In 2002, Ieremia debuted a production brand called Black Grace & Friends, where guest choreographers or senior company members were invited to create short works on the company. It was when a guest choreographer pulled out of the project at the last minute, that Ieremia had to step in to complete the programme, when he had the idea for a work titled Human Language. This was the first work that Black Grace included women in the cast. Up until this point, Black Grace had only allowed females to participate in youth projects that Black Grace facilitated. “Having some very good young women in the company changed the possibilities and creativity, they offered so much more. Men come to training late and the women often had early ballet training and having that to work with as a choreographer really opened things up.” (Ieremia, 2015)

In 2004 Black Grace was invited to perform at Jacob's Pillow dance centre in the US; the first New Zealand company to ever receive an invitation. The invitation to perform at Jacob’s Pillow catapulted Ieremia as a choreographer and Black Grace into the highly competitive American market and the international stage. Since then, Black Grace performed in Australia, Canada, Germany, Holland, France, Japan, Luxembourg, Mexico, New Caledonia, South Korea, Switzerland and the United States of America. Among the company’s international highlights are sell-out performances at Jacob’s Pillow Dance Festival in Massachusetts and a four-week season on New York City’s 42nd Street, as well as performances at Cervantino Festival in Mexico, John F. Kennedy Center for the Performing Arts in Washington D.C, and the 2010 Cultural Olympiad in Vancouver.

In September 2022, Black Grace performed a piece in United States, and New Zealand named Fatu (Heart), inspired by New Zealand Samoan artist Fatu Feu’u.

In 2025, Black Grace turned 30.

• To do
A) Say whether each statement below agrees with the Black Grace text, answering yes or no and quoting the words of the text that decide it. (i) Human Language was the first Black Grace work to include women in the cast. (ii) Black Grace was the second New Zealand company invited to Jacob's Pillow. (iii) Black Grace performed Fatu (Heart) in Australia in September 2022.
B) Quote the Black Grace text word for word from "In September 2022, Black" to "Grace turned 30.".

• Data section
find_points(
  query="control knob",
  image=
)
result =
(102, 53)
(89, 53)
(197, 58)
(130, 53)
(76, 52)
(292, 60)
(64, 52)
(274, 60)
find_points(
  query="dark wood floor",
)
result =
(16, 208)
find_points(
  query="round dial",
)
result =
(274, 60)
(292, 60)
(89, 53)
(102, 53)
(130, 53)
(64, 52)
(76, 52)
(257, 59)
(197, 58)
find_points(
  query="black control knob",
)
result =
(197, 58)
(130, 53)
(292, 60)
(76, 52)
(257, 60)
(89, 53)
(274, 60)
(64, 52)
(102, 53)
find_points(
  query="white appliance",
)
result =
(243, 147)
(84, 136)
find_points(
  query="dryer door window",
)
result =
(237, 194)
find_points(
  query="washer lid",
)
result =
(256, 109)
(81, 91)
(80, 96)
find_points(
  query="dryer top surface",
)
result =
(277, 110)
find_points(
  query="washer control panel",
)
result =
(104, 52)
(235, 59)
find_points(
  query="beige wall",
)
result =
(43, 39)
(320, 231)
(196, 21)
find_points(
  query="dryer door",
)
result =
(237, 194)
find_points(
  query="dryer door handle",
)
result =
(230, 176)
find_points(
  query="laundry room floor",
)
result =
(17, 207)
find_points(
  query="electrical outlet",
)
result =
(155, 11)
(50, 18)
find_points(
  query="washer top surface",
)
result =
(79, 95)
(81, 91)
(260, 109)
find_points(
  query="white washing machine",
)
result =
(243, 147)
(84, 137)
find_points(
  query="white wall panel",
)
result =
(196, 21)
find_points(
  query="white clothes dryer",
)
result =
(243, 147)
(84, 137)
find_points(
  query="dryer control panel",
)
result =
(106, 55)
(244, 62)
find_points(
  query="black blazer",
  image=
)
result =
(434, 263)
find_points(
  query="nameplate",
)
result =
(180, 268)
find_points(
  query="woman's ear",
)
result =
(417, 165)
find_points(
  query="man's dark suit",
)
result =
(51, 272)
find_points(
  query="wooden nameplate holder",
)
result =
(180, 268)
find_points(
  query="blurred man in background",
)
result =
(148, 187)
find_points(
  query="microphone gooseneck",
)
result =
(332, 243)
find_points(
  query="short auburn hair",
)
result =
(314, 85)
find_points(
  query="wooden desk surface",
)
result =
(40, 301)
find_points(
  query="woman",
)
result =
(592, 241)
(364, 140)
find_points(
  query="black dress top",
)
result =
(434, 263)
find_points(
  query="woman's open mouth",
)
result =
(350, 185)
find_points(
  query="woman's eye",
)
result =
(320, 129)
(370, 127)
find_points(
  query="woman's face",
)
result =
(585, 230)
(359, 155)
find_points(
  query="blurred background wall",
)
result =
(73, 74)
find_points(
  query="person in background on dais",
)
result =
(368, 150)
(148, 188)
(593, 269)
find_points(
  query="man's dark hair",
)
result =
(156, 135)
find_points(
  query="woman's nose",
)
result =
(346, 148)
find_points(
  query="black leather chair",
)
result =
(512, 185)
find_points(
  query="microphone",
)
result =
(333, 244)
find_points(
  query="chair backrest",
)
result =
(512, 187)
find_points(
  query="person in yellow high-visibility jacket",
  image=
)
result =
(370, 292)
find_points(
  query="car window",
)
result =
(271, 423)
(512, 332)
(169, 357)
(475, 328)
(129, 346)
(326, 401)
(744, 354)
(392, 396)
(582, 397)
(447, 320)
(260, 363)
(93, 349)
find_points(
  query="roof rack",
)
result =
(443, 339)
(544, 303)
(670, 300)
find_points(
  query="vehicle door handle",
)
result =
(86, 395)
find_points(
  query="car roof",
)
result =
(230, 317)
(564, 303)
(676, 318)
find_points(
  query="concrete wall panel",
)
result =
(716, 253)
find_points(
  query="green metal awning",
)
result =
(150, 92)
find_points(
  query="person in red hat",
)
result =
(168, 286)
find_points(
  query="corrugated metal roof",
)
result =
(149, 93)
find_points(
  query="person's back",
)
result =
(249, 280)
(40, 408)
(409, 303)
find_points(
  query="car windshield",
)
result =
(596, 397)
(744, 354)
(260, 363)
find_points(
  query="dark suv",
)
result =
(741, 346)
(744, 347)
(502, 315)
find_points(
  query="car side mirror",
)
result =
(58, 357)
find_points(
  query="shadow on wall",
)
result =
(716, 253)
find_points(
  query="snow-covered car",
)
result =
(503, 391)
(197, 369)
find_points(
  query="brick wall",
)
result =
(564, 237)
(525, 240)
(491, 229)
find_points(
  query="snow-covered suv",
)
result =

• Written responses
A)
(i) Yes: "This was the first work that Black Grace included women in the cast."
(ii) No: "the first New Zealand company to ever receive an invitation."
(iii) No: "In September 2022, Black Grace performed a piece in United States, and New Zealand named Fatu (Heart)"

B)
In September 2022, Black Grace performed a piece in United States, and New Zealand named Fatu (Heart), inspired by New Zealand Samoan artist Fatu Feu’u.

In 2025, Black Grace turned 30.